INSTRUCTIONS FOR THE TASK
Can you print every record below exactly as written?

Position identification records:
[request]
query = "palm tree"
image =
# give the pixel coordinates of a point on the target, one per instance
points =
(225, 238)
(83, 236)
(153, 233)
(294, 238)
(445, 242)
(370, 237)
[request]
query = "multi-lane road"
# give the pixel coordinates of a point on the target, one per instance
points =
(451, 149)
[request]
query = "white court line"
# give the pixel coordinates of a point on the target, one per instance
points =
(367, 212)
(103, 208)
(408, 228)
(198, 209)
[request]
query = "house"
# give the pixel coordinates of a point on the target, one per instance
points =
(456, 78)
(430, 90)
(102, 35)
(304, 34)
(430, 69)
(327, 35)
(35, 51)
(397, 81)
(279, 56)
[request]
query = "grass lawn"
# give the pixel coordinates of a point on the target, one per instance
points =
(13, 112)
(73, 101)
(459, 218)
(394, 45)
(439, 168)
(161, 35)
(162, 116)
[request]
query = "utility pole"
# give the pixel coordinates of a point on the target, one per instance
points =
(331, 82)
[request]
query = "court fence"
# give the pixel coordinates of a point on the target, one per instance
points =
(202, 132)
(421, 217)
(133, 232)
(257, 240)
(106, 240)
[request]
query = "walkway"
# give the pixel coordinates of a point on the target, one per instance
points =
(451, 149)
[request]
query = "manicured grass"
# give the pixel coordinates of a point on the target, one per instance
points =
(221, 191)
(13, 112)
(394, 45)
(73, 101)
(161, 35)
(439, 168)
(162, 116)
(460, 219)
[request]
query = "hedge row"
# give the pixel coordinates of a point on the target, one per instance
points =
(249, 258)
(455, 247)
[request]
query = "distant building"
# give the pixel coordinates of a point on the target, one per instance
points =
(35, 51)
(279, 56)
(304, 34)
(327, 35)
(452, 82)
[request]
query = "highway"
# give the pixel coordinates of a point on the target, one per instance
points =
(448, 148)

FINAL ANSWER
[request]
query = "palm tree"
image =
# give the pixel coordinates of a point on the target, one per instance
points =
(225, 238)
(83, 236)
(153, 233)
(294, 238)
(445, 242)
(370, 237)
[request]
query = "multi-lane road"
# give the pixel coordinates of a point on the target, one per instance
points =
(451, 149)
[request]
query = "white court line"
# give the pixel coordinates of a point on the target, one per instance
points =
(367, 212)
(103, 208)
(408, 228)
(198, 209)
[request]
query = "house"
# give the pixel coordinates of a point on the target, one per instance
points =
(456, 78)
(430, 90)
(102, 35)
(304, 34)
(430, 69)
(327, 35)
(35, 51)
(397, 81)
(279, 56)
[request]
query = "grass lawn"
# give the pixel coordinates of a point on the target, one per instance
points =
(13, 112)
(73, 101)
(459, 218)
(394, 45)
(439, 168)
(161, 35)
(162, 116)
[request]
query = "utility pole"
# give the pixel coordinates of a point on the target, one per instance
points =
(331, 82)
[request]
query = "court fence"
# give the pixel coordinates of a point on the target, one per instance
points =
(202, 132)
(421, 217)
(133, 232)
(257, 240)
(106, 240)
[request]
query = "walkway"
# give the pixel coordinates of a point on the target, one per instance
points =
(451, 149)
[request]
query = "manicured grass"
# give the pixel coordinates of a point on the target, one per instance
points =
(221, 191)
(13, 112)
(394, 45)
(73, 101)
(161, 35)
(439, 168)
(162, 116)
(460, 219)
[request]
query = "hedge row"
# give the pixel coordinates of a point on the target, one per instance
points =
(249, 258)
(455, 247)
[request]
query = "distant building"
# give the pixel coordinates of a point on the target, one per instance
points =
(35, 51)
(279, 56)
(304, 34)
(327, 35)
(452, 82)
[request]
query = "highway"
# give the pixel coordinates of a point on the target, one per instance
points =
(448, 148)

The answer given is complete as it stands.